How many of the lines below contain the string "trace"? Give only the number.

## Begin

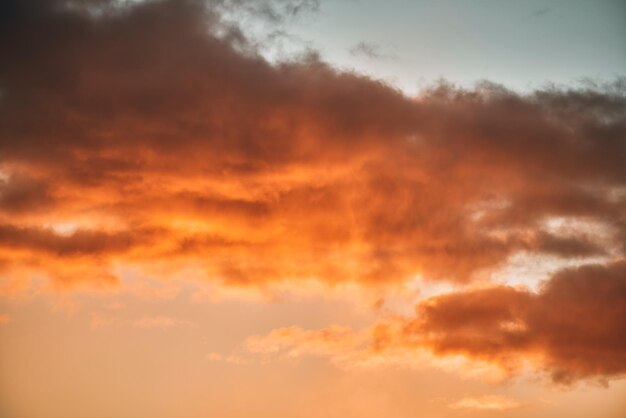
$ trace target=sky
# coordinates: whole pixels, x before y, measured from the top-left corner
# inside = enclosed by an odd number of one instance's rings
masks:
[[[0,416],[622,417],[625,31],[0,2]]]

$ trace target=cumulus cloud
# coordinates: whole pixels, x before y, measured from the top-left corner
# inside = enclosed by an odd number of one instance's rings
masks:
[[[468,283],[519,252],[624,256],[623,82],[409,98],[270,64],[216,2],[112,4],[0,5],[3,277],[158,260],[237,286]]]
[[[280,328],[251,337],[247,348],[286,357],[320,355],[347,367],[413,367],[430,354],[427,363],[444,360],[443,367],[447,358],[463,358],[469,361],[465,368],[493,365],[508,376],[529,366],[559,384],[605,382],[626,373],[625,317],[621,261],[561,270],[537,293],[508,286],[445,293],[420,302],[412,318],[360,332]]]

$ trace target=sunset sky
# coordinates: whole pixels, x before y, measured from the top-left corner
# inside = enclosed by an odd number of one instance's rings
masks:
[[[0,0],[1,418],[626,416],[623,0]]]

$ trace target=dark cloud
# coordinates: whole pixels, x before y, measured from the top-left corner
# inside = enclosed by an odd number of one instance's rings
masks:
[[[379,331],[376,347],[428,347],[515,369],[531,360],[554,381],[626,372],[626,263],[561,270],[539,293],[498,286],[433,297],[401,336]],[[391,336],[395,338],[391,338]]]
[[[272,65],[219,6],[2,2],[5,251],[142,250],[247,285],[467,282],[520,251],[624,255],[623,82],[408,98],[315,55]],[[75,217],[95,226],[45,231]]]

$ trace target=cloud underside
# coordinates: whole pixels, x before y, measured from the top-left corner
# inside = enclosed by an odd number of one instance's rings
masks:
[[[463,290],[420,302],[412,317],[362,331],[279,328],[250,337],[246,349],[322,356],[343,367],[423,367],[439,359],[448,370],[486,378],[535,371],[559,384],[606,382],[626,373],[625,277],[624,262],[566,269],[538,293],[509,286]]]
[[[118,266],[193,264],[236,286],[465,284],[519,253],[624,257],[623,81],[408,98],[315,56],[270,64],[203,2],[86,4],[0,4],[7,280],[115,285]],[[420,305],[403,344],[621,373],[623,264],[579,271]]]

## End

- **Answer in full**:
5